[Opening Extracted text section]
Interesting citations

by Henry Farrell on December 20, 2006

I’m buried in grading at the moment (like, I suspect, many of our readers), and not up to writing any longwinded posts. But I did come across something that I thought might make for an interesting discussion for the academic types who want to take a few minutes out. A vanity search on Google Scholar revealed that a piece (PDF) that I co-wrote with Jack Knight a few years back had been cited in an “article”:http://www.ingentaconnect.com/content/bpl/tesg/2006/00000097/00000004/art00009 by Pieter Tierhost for the _Tijdschrift voor Economische en Sociale Geografie_ on “The Scaling of the Dutch Vegetables-Under-Glass-Cluster: Sweet Peppers, Tomatoes and Cucumbers.” Now it isn’t quite as odd as it might sound that Tierhost would cite an article by a political scientist and political theorist; there’s an actual connection there (and Tierhost’s article looks like an interesting and valuable take on industrial clusters for those who follow these debates). But I certainly never thought that anything I wrote would be of interest to scholars debating the cooperation strategies of Dutch vegetable-growers. Which leads to a point for discussion by those of our readers as gets cited occasionally – what’s the most surprising venue/field/article that you’ve been cited in?

{ 8 comments }

1

Otto Pohl 12.20.06 at 5:10 pm

A conference paper I gave at the 2001 ASN Conference at Columbia University on the deportation of Russian-Germans by Stalin got cited in a medical journal. Vol. 16, no. 4 of _The European Journal of Public Health_ has an article by Catherine Kyobutungi et al citing my paper, “The Deportation and Destruction of the German Minority in the USSR.” To be fair the title of their article is “Mortality from External Causes among Ethnic German Immigrants from former Soviet Union Countries, in Germany.” Still I do not think too many medical journal articles cite conference papers written by historians.
[Closing Extracted text section]
Exercise goal -
Reproduce word for word the part of the blog post about surprising citations that opens with the words containing "A conference paper" and closes with "written by historians.".
[Opening Information supplied section]
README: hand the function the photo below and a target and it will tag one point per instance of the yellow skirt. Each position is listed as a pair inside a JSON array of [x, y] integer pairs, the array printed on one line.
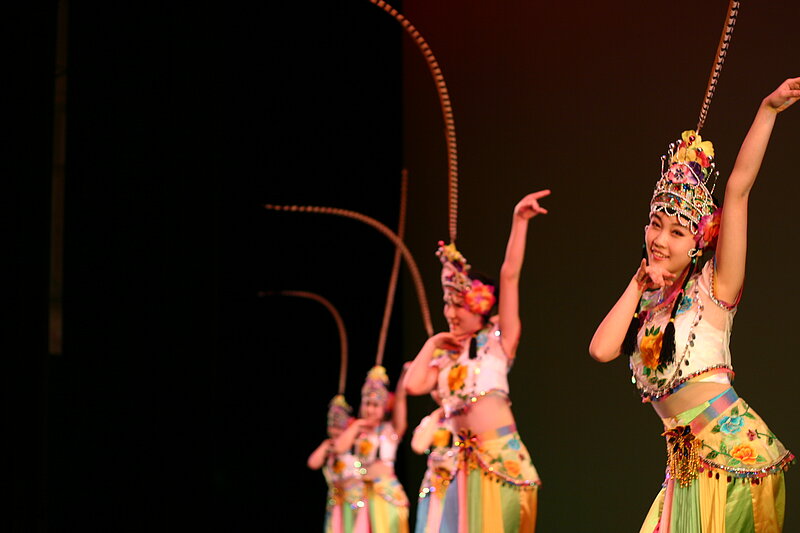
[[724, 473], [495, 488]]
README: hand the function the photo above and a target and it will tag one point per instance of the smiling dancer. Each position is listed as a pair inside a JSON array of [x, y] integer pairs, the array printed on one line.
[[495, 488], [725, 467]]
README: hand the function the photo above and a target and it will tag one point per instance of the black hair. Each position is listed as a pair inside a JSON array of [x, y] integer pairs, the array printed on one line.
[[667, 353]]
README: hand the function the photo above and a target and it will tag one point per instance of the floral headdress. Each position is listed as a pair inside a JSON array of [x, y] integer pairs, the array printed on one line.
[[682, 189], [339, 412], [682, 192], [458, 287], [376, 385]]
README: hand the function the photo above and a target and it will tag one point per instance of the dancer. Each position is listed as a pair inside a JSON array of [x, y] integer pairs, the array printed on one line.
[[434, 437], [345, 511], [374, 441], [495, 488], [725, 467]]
[Closing Information supplied section]
Answer area -
A conference paper I gave at the 2001 ASN Conference at Columbia University on the deportation of Russian-Germans by Stalin got cited in a medical journal. Vol. 16, no. 4 of _The European Journal of Public Health_ has an article by Catherine Kyobutungi et al citing my paper, “The Deportation and Destruction of the German Minority in the USSR.” To be fair the title of their article is “Mortality from External Causes among Ethnic German Immigrants from former Soviet Union Countries, in Germany.” Still I do not think too many medical journal articles cite conference papers written by historians.